#### Text block
########################################

The key contributions of this comprehensive narrative review are as follows: (i) summarizing the clinical development and current limitations of DCCDs, including DESs and DCBs, to demonstrate the need for AI integration, (ii) systematically examining the latest AI models applicable to device design, intravascular imaging, and post-procedural monitoring, (iii) exploring how AI contributes to the development of novel DCCDs, including predictive drug delivery modeling and stent optimization, (iv) discussing the evaluation of the regulatory, technical, and ethical issues involved in translating AI-integrated DCCDs into clinical use, (v) identifying research gaps and suggesting future directions, such as adaptive AI tools for real-time procedural feedback.

The rest of this article is organized as follows: Section 2 provides background information on the current state of drug-coated cardiovascular devices, setting the clinical context for AI applications. Section 3 examines the role of AI in cardiovascular interventions by addressing pre-procedure planning, real-time guidance, and post-procedure monitoring. Section 4 focuses on AI applications in DCCD development, including device design optimization and drug release kinetics modeling. Section 5 discusses the various challenges associated with AI applications, including ethical, economic, and regulatory considerations. Section 6 acknowledges the limitations of this review, and Section 7 concludes with future perspectives and actionable recommendations for advancing the field.

########################################

#### The data

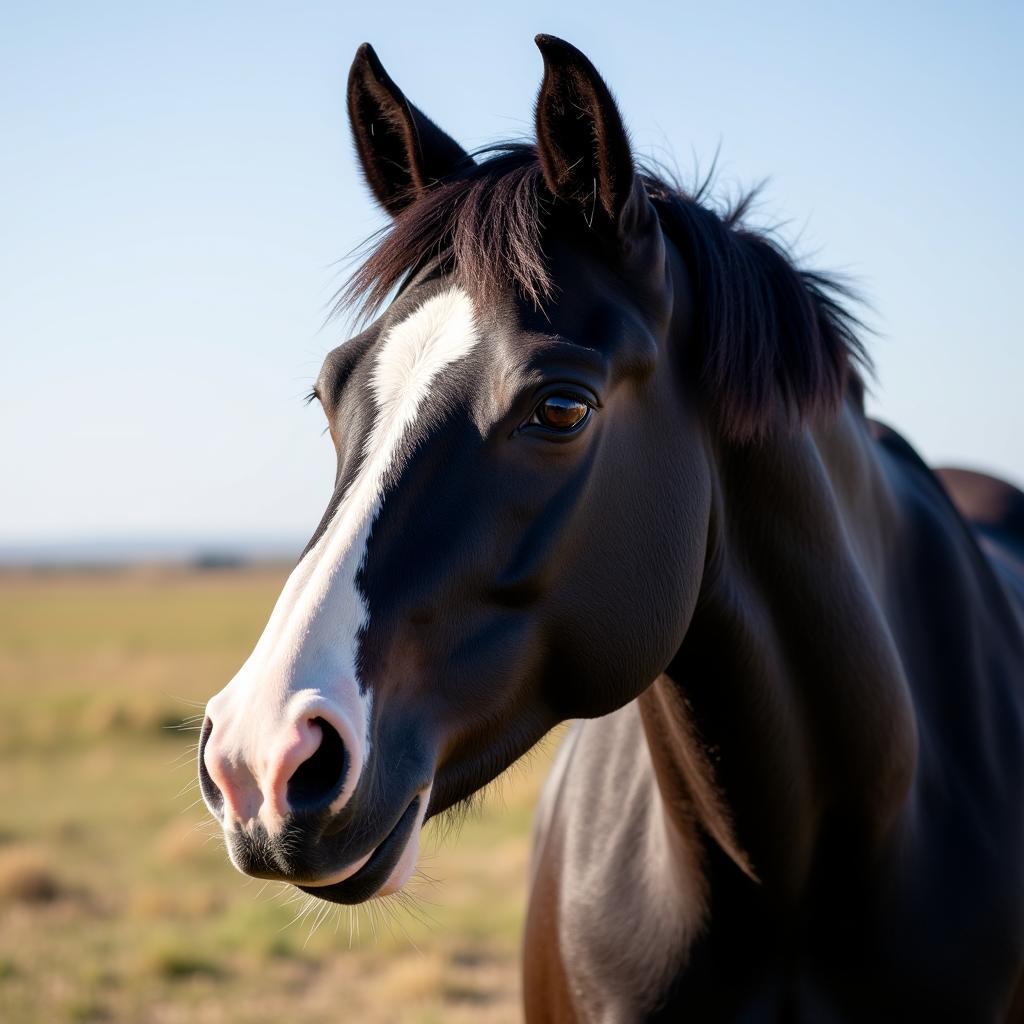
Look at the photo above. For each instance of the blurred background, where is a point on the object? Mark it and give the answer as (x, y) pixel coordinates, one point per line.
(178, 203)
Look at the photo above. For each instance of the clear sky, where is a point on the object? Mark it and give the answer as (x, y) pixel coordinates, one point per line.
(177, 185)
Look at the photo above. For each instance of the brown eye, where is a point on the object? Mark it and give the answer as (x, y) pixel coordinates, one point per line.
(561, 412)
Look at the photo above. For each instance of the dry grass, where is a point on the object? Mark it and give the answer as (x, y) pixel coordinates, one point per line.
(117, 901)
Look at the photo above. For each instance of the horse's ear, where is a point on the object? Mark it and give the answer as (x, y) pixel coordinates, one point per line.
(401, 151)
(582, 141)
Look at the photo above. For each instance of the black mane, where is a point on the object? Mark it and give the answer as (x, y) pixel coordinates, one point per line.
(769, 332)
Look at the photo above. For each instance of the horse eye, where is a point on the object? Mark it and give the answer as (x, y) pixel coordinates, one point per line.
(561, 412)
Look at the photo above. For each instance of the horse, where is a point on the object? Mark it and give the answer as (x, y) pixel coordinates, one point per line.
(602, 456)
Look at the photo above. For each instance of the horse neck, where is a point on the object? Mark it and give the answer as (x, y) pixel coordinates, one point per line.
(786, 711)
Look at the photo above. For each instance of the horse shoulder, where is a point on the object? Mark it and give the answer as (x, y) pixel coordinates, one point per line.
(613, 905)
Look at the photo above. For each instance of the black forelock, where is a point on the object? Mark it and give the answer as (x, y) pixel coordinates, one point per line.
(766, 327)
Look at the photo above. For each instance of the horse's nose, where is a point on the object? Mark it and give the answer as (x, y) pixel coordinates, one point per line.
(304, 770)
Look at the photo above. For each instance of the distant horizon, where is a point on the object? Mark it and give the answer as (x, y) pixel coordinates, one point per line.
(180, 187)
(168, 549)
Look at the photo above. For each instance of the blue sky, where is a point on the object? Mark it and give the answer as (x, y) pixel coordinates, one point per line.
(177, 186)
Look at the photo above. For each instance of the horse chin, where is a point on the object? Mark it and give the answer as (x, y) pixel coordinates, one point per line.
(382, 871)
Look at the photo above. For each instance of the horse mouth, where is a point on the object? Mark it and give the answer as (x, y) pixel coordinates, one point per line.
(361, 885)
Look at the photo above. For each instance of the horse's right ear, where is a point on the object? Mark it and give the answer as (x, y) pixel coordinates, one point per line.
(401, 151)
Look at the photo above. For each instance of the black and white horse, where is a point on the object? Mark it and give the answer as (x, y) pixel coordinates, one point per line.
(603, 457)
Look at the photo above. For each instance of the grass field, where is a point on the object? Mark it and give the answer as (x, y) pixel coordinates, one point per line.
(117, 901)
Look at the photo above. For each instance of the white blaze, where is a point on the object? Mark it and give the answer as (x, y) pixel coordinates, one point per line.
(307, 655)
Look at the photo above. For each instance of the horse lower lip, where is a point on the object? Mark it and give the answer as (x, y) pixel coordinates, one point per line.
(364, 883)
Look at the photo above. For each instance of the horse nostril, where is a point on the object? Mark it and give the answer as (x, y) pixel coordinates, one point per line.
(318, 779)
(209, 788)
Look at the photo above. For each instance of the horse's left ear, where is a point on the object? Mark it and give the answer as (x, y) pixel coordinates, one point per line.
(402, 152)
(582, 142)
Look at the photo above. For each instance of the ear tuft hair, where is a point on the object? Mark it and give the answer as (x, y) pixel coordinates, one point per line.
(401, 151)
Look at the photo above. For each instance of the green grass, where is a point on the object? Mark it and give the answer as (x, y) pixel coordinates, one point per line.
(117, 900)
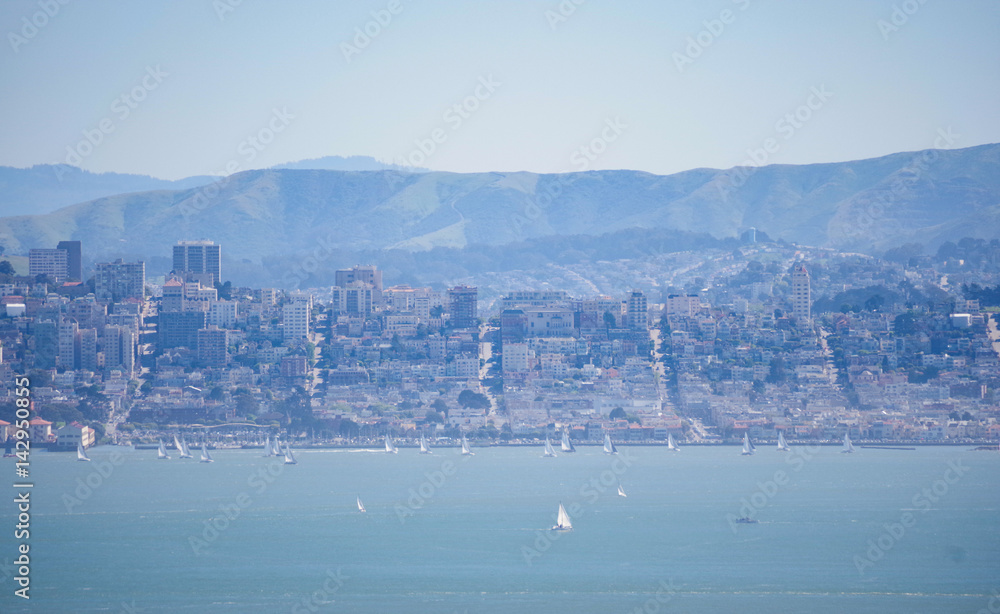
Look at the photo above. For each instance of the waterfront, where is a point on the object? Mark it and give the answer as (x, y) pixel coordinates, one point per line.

########################################

#### Problem
Extract the portion of the text on AI for drug-coated cardiovascular devices from "The key contributions" to "real-time procedural feedback.", reproducing it verbatim.

#### Output of the exercise
The key contributions of this comprehensive narrative review are as follows: (i) summarizing the clinical development and current limitations of DCCDs, including DESs and DCBs, to demonstrate the need for AI integration, (ii) systematically examining the latest AI models applicable to device design, intravascular imaging, and post-procedural monitoring, (iii) exploring how AI contributes to the development of novel DCCDs, including predictive drug delivery modeling and stent optimization, (iv) discussing the evaluation of the regulatory, technical, and ethical issues involved in translating AI-integrated DCCDs into clinical use, (v) identifying research gaps and suggesting future directions, such as adaptive AI tools for real-time procedural feedback.